» **PROBLEM TO SOLVE**
Locate every line of the listing below that contains the word "lamp" and copy each one out in full. Case matters, so count only lines where the letters match in case.

--------------------------------

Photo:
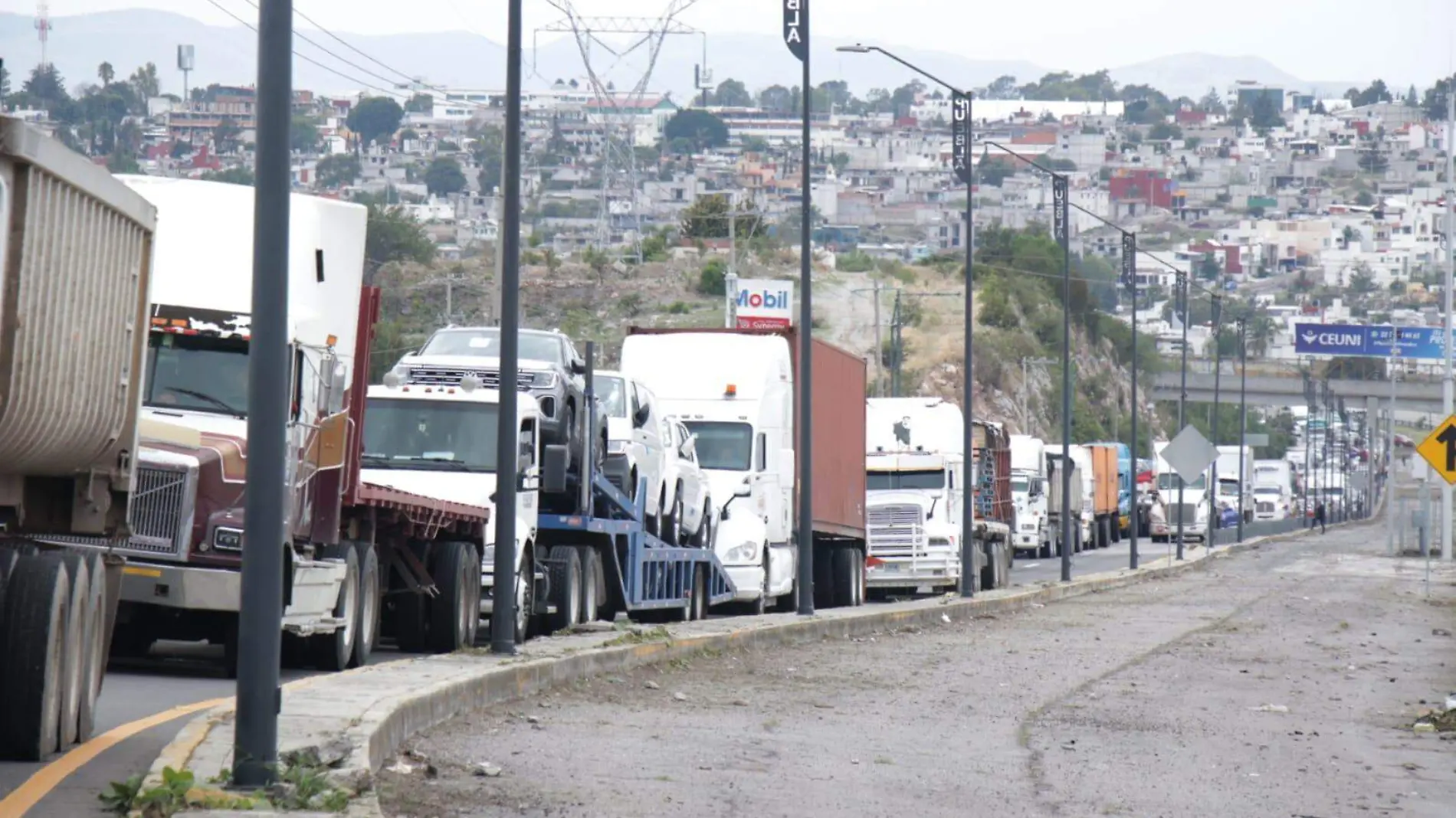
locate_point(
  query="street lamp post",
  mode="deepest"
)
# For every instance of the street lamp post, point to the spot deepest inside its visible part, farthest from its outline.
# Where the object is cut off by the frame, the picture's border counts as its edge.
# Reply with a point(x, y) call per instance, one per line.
point(503, 612)
point(962, 129)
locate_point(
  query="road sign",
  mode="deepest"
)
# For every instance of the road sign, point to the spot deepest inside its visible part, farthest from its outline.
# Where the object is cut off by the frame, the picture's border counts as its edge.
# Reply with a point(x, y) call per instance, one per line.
point(1418, 342)
point(1439, 449)
point(1190, 453)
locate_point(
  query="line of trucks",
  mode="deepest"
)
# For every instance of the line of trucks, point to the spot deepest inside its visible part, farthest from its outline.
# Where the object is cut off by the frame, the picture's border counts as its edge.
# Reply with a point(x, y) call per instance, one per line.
point(124, 341)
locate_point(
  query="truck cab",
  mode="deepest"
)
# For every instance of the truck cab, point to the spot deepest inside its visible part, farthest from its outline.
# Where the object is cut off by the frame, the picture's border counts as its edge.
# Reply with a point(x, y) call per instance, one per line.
point(440, 440)
point(736, 394)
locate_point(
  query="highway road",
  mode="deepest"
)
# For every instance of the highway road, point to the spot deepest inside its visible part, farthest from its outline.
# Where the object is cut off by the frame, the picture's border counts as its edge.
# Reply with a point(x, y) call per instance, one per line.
point(137, 698)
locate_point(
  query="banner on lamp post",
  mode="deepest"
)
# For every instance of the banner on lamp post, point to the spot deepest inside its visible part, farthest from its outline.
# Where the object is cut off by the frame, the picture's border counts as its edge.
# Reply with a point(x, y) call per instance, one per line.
point(797, 28)
point(1059, 208)
point(1130, 261)
point(763, 303)
point(961, 137)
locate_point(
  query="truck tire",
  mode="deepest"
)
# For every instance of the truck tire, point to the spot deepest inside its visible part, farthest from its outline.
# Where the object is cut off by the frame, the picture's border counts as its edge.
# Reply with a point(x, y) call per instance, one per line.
point(372, 603)
point(35, 614)
point(454, 614)
point(334, 651)
point(592, 583)
point(77, 648)
point(849, 575)
point(564, 568)
point(95, 648)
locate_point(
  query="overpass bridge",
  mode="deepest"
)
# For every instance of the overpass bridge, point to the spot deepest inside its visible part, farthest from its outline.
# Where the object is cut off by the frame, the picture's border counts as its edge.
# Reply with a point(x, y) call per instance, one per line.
point(1283, 384)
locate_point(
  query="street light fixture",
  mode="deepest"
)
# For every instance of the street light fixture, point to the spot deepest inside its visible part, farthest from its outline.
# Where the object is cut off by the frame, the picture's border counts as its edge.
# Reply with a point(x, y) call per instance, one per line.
point(961, 139)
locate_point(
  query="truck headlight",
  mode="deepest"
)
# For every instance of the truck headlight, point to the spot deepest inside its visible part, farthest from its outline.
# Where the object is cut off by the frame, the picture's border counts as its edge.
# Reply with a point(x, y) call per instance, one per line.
point(228, 539)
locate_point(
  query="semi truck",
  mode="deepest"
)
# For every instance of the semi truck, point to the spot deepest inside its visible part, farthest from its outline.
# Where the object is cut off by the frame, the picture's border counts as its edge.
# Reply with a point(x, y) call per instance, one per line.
point(915, 481)
point(1058, 463)
point(995, 510)
point(73, 299)
point(1028, 491)
point(362, 559)
point(734, 389)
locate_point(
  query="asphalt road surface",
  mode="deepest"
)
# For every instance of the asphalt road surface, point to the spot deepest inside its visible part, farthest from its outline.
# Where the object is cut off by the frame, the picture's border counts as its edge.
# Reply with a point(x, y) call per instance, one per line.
point(185, 674)
point(1277, 682)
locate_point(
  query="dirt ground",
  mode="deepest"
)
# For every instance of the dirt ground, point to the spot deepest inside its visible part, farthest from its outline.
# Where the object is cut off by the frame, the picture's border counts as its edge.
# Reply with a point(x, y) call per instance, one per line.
point(1281, 682)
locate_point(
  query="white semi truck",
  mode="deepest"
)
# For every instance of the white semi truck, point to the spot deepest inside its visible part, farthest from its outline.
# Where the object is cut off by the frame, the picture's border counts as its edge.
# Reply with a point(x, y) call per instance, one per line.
point(1028, 491)
point(76, 258)
point(915, 485)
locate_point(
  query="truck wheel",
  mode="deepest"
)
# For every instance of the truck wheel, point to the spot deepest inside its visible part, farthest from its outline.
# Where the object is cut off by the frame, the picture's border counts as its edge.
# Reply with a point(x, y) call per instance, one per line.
point(454, 612)
point(372, 601)
point(77, 627)
point(95, 648)
point(34, 646)
point(333, 651)
point(592, 583)
point(848, 577)
point(564, 569)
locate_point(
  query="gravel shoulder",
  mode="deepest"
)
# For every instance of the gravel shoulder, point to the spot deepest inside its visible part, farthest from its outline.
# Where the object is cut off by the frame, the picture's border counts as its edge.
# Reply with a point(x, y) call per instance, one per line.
point(1279, 682)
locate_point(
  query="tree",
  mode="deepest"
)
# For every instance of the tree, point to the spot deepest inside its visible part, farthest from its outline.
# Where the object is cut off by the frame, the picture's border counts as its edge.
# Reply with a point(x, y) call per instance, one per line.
point(336, 171)
point(697, 126)
point(733, 93)
point(487, 152)
point(708, 219)
point(373, 118)
point(303, 134)
point(392, 236)
point(444, 176)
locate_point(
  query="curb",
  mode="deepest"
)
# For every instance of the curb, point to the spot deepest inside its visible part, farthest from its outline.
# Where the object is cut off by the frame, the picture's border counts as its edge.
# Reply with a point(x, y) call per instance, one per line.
point(465, 685)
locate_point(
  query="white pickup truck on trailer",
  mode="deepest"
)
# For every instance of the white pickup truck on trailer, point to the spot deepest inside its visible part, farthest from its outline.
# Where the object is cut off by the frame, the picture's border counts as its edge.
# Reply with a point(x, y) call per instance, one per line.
point(915, 478)
point(76, 255)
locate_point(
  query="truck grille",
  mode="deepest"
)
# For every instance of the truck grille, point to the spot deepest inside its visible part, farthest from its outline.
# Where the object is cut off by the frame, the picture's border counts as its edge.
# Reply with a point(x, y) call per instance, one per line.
point(160, 512)
point(1189, 512)
point(451, 376)
point(896, 530)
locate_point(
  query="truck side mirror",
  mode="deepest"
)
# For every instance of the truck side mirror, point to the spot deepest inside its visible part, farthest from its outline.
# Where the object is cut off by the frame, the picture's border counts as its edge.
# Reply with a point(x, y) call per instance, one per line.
point(553, 469)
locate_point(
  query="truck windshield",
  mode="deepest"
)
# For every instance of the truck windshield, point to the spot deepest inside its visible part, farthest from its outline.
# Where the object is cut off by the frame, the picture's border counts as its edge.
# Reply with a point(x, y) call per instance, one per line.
point(613, 394)
point(197, 371)
point(726, 447)
point(430, 434)
point(1169, 482)
point(919, 479)
point(487, 342)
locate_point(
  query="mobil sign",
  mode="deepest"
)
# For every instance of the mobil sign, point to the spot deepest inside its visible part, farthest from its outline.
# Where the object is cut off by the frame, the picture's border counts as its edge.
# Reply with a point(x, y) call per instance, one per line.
point(763, 305)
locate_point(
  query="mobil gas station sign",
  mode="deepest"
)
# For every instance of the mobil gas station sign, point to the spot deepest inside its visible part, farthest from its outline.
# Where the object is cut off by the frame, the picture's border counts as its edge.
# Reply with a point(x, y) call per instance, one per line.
point(763, 303)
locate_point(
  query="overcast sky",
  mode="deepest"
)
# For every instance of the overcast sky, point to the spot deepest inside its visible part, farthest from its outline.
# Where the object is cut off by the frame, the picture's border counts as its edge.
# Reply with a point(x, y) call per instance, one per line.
point(1404, 41)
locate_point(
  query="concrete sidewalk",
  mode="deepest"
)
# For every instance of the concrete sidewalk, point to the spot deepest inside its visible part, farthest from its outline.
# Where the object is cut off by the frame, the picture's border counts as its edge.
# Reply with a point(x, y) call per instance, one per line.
point(360, 718)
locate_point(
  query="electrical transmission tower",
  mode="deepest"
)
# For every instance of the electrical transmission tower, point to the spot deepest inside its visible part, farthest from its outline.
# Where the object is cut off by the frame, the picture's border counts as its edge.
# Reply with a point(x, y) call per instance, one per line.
point(619, 113)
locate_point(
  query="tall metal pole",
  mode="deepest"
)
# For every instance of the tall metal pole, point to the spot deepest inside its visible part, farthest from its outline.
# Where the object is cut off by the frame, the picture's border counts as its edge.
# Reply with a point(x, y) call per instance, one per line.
point(260, 620)
point(1244, 414)
point(1215, 517)
point(1063, 221)
point(1449, 381)
point(1130, 271)
point(967, 398)
point(1182, 399)
point(797, 37)
point(503, 604)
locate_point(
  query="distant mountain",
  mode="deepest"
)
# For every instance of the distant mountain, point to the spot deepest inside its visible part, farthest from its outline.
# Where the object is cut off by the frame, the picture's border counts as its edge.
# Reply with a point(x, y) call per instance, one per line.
point(464, 60)
point(1193, 74)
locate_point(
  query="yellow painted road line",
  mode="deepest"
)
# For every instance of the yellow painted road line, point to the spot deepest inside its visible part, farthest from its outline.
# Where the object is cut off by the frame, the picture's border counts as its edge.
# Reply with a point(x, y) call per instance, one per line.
point(48, 777)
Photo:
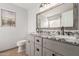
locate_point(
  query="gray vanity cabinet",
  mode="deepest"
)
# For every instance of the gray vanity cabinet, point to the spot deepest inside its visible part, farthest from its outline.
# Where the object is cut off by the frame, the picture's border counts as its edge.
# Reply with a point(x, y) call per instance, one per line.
point(59, 48)
point(30, 45)
point(38, 46)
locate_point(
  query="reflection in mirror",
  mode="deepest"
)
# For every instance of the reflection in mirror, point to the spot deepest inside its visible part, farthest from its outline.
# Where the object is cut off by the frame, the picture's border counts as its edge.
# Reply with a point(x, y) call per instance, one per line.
point(65, 15)
point(54, 21)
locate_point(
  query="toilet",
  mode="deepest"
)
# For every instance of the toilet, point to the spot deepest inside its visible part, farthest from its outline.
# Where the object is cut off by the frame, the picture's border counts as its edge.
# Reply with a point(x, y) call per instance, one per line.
point(21, 46)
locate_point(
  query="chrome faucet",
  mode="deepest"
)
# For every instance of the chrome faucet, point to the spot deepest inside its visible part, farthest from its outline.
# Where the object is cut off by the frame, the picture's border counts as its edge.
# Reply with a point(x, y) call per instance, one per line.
point(62, 30)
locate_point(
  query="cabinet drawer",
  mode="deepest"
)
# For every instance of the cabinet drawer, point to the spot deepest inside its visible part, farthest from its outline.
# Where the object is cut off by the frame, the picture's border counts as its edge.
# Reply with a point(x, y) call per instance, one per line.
point(38, 50)
point(47, 52)
point(38, 40)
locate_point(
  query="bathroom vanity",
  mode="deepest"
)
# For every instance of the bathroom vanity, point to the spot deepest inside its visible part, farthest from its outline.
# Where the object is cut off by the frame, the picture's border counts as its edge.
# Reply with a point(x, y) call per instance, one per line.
point(52, 20)
point(45, 46)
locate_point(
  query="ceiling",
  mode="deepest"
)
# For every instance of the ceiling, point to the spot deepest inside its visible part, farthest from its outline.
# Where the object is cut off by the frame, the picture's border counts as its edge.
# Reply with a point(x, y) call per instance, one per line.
point(27, 6)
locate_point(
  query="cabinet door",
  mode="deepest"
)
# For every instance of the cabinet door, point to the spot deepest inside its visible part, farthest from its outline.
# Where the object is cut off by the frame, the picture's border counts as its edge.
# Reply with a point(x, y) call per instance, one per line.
point(28, 47)
point(38, 40)
point(38, 50)
point(67, 19)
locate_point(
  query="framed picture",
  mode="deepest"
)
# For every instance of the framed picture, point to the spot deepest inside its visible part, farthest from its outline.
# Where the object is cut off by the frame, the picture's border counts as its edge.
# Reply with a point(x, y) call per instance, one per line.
point(8, 18)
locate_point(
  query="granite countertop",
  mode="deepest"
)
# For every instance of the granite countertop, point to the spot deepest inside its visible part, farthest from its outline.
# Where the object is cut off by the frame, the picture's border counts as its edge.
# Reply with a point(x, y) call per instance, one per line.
point(60, 38)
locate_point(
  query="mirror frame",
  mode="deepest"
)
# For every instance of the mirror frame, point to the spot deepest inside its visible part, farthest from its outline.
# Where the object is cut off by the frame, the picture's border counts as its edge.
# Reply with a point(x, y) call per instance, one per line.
point(75, 19)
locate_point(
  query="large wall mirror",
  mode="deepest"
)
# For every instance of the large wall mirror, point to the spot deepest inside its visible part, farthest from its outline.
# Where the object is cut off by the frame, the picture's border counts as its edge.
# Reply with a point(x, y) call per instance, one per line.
point(61, 15)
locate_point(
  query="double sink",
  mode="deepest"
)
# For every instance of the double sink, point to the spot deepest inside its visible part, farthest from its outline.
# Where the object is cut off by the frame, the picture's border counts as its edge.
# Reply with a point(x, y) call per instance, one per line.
point(62, 38)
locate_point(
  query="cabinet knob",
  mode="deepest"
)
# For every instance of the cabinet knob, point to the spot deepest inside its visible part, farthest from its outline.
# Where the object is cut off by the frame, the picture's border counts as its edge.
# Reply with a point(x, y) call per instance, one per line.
point(53, 55)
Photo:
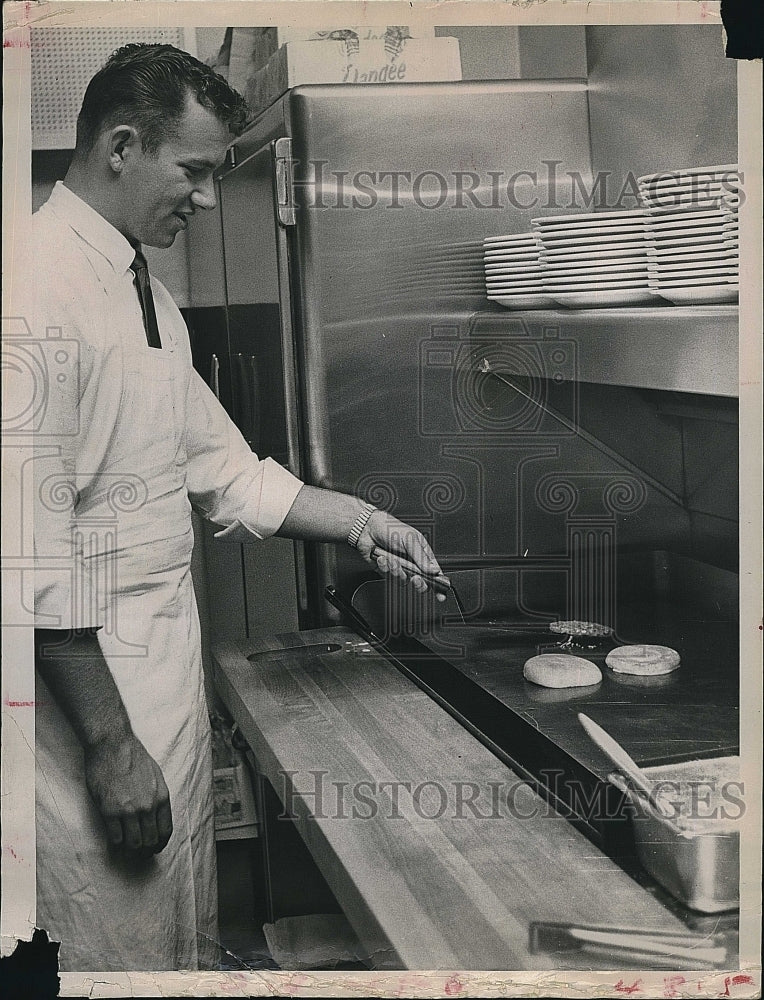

--------------------------------

» **EXERCISE SOLUTION**
  query="street lamp post",
# For every instance of the street lamp post, point to the spot deepest inside its visible part, farthest from its outline.
  query="banner on lamp post",
# For every instance of the banner on lamp post, point to the spot deepest inside its visible part, farthest from its outline.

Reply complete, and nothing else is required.